:: TASK DESCRIPTION ::
Turn each line of the listing below into a numbered list, skipping any blank lines. Leave the pictures out.

begin SUPPLIED MATERIAL

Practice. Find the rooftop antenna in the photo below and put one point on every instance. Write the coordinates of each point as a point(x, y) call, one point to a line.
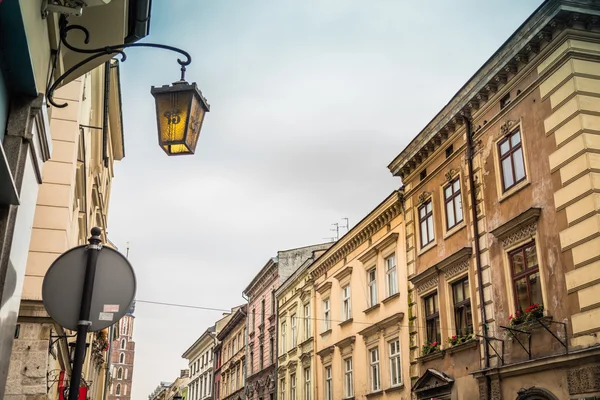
point(336, 230)
point(347, 226)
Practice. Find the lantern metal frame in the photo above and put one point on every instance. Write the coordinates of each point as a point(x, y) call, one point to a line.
point(117, 49)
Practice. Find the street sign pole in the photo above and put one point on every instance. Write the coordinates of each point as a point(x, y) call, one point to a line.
point(84, 313)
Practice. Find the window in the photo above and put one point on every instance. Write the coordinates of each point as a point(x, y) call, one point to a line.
point(293, 387)
point(426, 223)
point(512, 165)
point(432, 317)
point(346, 306)
point(261, 356)
point(453, 201)
point(395, 369)
point(294, 332)
point(462, 307)
point(328, 384)
point(372, 282)
point(526, 277)
point(326, 315)
point(306, 383)
point(374, 370)
point(392, 276)
point(283, 338)
point(307, 332)
point(348, 381)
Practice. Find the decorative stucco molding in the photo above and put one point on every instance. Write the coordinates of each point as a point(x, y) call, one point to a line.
point(518, 229)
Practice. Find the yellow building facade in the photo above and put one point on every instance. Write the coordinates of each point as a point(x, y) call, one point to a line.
point(73, 198)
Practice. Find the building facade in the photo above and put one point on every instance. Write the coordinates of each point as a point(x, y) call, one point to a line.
point(503, 292)
point(261, 382)
point(360, 303)
point(73, 197)
point(122, 358)
point(29, 42)
point(230, 357)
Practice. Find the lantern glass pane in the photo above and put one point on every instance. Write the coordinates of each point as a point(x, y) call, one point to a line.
point(172, 109)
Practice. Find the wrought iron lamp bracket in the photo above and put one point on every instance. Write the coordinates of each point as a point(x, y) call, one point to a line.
point(117, 49)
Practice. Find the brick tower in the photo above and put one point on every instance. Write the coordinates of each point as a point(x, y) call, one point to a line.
point(122, 357)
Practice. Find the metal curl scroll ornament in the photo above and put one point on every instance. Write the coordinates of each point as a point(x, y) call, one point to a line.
point(117, 49)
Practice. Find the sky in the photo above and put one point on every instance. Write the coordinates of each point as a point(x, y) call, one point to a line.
point(310, 101)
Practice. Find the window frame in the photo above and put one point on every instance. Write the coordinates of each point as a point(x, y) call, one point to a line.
point(452, 199)
point(509, 154)
point(347, 302)
point(348, 378)
point(526, 273)
point(427, 218)
point(372, 287)
point(462, 307)
point(433, 318)
point(388, 274)
point(374, 370)
point(397, 359)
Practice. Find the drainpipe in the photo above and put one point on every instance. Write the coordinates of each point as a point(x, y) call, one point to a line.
point(105, 116)
point(470, 155)
point(246, 352)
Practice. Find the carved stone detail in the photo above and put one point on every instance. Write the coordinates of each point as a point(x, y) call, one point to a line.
point(428, 284)
point(584, 379)
point(524, 233)
point(457, 269)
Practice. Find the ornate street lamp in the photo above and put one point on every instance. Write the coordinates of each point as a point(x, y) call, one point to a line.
point(180, 108)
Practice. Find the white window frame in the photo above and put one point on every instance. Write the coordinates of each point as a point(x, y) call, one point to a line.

end SUPPLIED MATERIAL

:: EXERCISE ANSWER ::
1. Practice. Find the rooftop antenna in the photo below and put one point on every instance. Write the coordinates of each point as a point(x, y) call, one point to a line.
2. point(336, 230)
3. point(347, 226)
4. Practice. Find the lantern metal frame in the photo above and put one point on every instance. Write the coordinates of each point as a point(x, y) call, one point to a line.
5. point(117, 49)
6. Practice. Find the street sign pole in the photo above and put one point on every instance. Write the coordinates of each point as a point(x, y) call, one point to a line.
7. point(84, 313)
8. Practice. Find the window in the photo above and put one point on every instance. Write the coordinates of each point as a point(x, y) call, one point to a line.
9. point(293, 387)
10. point(426, 223)
11. point(512, 165)
12. point(432, 317)
13. point(346, 306)
14. point(261, 356)
15. point(453, 201)
16. point(395, 369)
17. point(294, 332)
18. point(462, 307)
19. point(328, 384)
20. point(372, 282)
21. point(526, 277)
22. point(326, 315)
23. point(306, 383)
24. point(374, 370)
25. point(392, 276)
26. point(283, 338)
27. point(307, 332)
28. point(348, 381)
29. Practice. Find the decorative stucco molding in the photo above and put one point on every instance. Write the coordinates of each point as a point(x, y) call, one point to a line.
30. point(518, 229)
31. Practice. Find the yellow building facade in the photo above and put one point on every instance. Write the coordinates of each point as a point(x, y) call, one point to a line.
32. point(73, 198)
33. Practice. Find the building facade in the photo above and put one point on every instance. Write the coordinates of each point as a point(x, y) call, one point to a line.
34. point(503, 292)
35. point(261, 382)
36. point(360, 303)
37. point(73, 197)
38. point(122, 358)
39. point(29, 42)
40. point(230, 357)
41. Practice. Find the lantern glass pane in the photo above and put one point on every instance. Write the coordinates of each point as a point(x, y) call, one point to a line.
42. point(172, 109)
43. Practice. Find the wrought iron lamp bracket in the photo above and put one point on every instance. Write the coordinates of each point as a point(x, y) call, one point to a line.
44. point(117, 49)
45. Practice. Find the brick tower in the photo above and put one point on every instance. Write the coordinates of each point as a point(x, y) call, one point to a line.
46. point(122, 357)
47. Practice. Find the metal curl scroll ornament in the photo above and put one point on every instance. Write the coordinates of each point as a point(x, y) call, one point to a line.
48. point(117, 49)
49. Practice. Find the sky in the photo above and put one point on every instance. Write the coordinates of each point as a point(x, y) call, one point to a line.
50. point(310, 101)
51. Practice. Find the window frame in the photo above and put one point on every instance. Write the coordinates of each point as a point(x, y) call, one point to a line.
52. point(452, 199)
53. point(509, 154)
54. point(347, 302)
55. point(348, 378)
56. point(526, 273)
57. point(427, 218)
58. point(372, 287)
59. point(462, 307)
60. point(433, 318)
61. point(388, 274)
62. point(374, 370)
63. point(397, 359)
64. Practice. Find the drainpipe in the photo above and put one point on every instance. Write the coordinates of each point as a point(x, y) call, one point to a line.
65. point(105, 116)
66. point(470, 155)
67. point(246, 352)
68. Practice. Find the carved stone detail in the photo above and put one point on every instance. Write the coordinates of each point as a point(x, y) call, one point to a line.
69. point(428, 284)
70. point(584, 379)
71. point(524, 233)
72. point(457, 269)
73. Practice. Find the ornate street lamp in the photo above and put one point on every instance. Write the coordinates of each point as a point(x, y) call, one point to a line.
74. point(180, 108)
75. Practice. Find the white window frame in the photo above and put one point on every instance. Write the coordinates of each point as a point(x, y) call, one point to a line.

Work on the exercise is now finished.